[Dataset excerpts]
^^^^^^^^^^^^^^^^

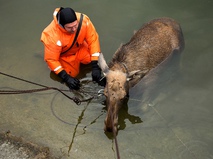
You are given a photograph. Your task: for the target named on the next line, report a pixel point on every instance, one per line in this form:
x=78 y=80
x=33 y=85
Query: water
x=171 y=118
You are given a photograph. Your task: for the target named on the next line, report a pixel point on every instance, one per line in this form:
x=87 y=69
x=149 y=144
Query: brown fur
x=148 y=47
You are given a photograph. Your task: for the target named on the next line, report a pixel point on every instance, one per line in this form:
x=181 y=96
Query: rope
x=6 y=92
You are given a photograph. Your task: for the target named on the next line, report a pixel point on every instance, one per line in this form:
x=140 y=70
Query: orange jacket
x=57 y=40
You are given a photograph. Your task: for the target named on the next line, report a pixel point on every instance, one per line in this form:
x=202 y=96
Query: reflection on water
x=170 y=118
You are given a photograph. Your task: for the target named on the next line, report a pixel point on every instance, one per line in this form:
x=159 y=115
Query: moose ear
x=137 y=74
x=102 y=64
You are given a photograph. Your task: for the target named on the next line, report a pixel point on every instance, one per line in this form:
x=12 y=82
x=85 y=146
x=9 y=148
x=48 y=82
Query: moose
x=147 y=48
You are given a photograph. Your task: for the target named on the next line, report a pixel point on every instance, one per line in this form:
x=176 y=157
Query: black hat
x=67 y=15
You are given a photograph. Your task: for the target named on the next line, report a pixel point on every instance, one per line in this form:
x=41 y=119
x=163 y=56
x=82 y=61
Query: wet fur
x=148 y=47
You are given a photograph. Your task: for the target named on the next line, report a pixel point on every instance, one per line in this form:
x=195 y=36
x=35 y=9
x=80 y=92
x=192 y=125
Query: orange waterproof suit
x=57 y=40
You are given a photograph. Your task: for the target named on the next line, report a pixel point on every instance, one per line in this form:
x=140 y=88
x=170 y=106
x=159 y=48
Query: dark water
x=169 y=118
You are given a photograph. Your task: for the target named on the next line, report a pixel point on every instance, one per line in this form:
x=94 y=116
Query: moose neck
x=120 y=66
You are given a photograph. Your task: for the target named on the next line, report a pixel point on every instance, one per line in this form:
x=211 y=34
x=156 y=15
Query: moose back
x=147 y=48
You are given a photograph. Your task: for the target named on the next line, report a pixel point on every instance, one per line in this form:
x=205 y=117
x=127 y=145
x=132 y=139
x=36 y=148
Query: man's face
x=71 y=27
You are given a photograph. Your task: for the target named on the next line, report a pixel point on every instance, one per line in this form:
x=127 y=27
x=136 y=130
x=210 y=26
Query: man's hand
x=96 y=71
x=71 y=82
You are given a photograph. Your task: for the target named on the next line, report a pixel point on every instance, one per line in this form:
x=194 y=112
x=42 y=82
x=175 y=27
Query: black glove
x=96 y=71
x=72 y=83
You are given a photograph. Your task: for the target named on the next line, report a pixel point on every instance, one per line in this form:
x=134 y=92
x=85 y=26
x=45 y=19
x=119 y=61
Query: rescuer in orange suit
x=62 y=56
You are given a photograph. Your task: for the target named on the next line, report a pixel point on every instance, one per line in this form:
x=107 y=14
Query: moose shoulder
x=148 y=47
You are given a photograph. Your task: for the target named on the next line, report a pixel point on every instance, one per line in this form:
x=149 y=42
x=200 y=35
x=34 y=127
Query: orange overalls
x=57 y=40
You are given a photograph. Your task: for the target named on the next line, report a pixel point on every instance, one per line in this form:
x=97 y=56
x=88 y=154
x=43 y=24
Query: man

^^^^^^^^^^^^^^^^

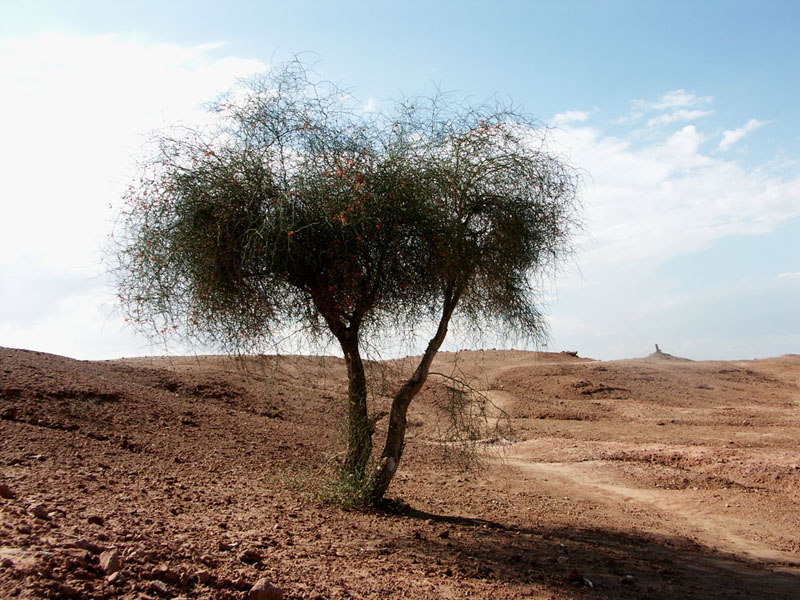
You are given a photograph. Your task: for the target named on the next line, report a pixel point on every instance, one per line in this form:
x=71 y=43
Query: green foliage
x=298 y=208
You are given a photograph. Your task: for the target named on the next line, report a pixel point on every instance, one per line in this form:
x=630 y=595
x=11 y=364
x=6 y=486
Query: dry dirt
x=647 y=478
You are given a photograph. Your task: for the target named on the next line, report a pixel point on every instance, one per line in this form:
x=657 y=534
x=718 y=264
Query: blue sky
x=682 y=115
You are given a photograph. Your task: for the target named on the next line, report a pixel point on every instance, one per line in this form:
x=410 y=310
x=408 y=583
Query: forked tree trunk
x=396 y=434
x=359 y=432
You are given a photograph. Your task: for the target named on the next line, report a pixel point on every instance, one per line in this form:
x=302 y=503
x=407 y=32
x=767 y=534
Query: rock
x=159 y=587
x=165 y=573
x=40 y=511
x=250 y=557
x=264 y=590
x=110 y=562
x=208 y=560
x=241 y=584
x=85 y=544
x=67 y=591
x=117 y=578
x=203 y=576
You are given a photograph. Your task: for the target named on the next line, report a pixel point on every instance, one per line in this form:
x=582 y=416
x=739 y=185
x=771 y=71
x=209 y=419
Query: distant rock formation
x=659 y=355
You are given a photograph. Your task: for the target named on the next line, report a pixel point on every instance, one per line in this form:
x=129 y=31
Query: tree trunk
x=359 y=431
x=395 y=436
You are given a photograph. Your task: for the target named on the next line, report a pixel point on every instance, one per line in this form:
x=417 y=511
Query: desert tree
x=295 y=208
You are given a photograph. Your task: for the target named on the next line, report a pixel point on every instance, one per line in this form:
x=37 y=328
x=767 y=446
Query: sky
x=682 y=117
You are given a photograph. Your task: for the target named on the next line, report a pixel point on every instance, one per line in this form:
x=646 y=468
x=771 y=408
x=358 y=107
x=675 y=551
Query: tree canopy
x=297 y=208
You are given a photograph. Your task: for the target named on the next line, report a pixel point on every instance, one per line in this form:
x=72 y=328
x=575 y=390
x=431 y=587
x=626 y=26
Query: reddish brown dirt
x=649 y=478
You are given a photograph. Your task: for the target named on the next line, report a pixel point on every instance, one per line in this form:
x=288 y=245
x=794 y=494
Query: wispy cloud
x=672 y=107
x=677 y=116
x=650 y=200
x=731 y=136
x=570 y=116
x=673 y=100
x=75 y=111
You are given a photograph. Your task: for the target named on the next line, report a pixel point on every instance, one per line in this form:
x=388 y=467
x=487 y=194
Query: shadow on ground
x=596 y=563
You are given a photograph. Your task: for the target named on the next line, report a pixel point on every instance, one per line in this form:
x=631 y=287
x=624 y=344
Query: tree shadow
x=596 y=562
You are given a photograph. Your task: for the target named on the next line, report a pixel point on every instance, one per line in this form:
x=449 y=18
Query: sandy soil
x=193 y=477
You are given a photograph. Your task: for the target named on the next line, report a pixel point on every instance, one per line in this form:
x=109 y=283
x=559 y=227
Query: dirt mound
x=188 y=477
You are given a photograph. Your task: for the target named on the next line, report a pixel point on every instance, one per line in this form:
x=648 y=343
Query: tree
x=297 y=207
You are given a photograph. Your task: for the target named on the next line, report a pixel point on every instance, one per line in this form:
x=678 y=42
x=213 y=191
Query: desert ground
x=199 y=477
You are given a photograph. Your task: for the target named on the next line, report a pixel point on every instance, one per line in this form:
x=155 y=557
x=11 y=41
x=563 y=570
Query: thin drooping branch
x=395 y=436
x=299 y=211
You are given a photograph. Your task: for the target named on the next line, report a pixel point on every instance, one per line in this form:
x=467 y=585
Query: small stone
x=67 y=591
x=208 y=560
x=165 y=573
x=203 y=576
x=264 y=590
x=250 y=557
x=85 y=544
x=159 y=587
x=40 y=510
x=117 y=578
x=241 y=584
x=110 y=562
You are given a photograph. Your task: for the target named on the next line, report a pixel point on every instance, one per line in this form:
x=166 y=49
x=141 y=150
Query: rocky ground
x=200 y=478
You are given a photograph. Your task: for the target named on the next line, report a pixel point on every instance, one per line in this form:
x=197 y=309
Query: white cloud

^^^^^^^^^^^^^^^^

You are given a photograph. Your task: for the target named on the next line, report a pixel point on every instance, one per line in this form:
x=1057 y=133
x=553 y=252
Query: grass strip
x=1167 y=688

^^^^^^^^^^^^^^^^

#### [THE PROBLEM]
Beginning at the line above with "Query: small stone" and finishing at the line with "Query: white cloud", return each line exactly and return nothing else.

#### [SOLUTION FOR THIS PROBLEM]
Query: small stone
x=67 y=591
x=208 y=560
x=165 y=573
x=203 y=576
x=264 y=590
x=250 y=557
x=85 y=544
x=159 y=587
x=40 y=510
x=117 y=578
x=241 y=584
x=110 y=562
You are given a photograph. Your task: for the target named on the next line, report a pixel point on every instance, one per line in this form:
x=166 y=49
x=141 y=150
Query: rocky ground
x=200 y=478
You are given a photograph. Your task: for the target named on the next line, report a pixel point on every instance, one per line in this form:
x=197 y=309
Query: white cloud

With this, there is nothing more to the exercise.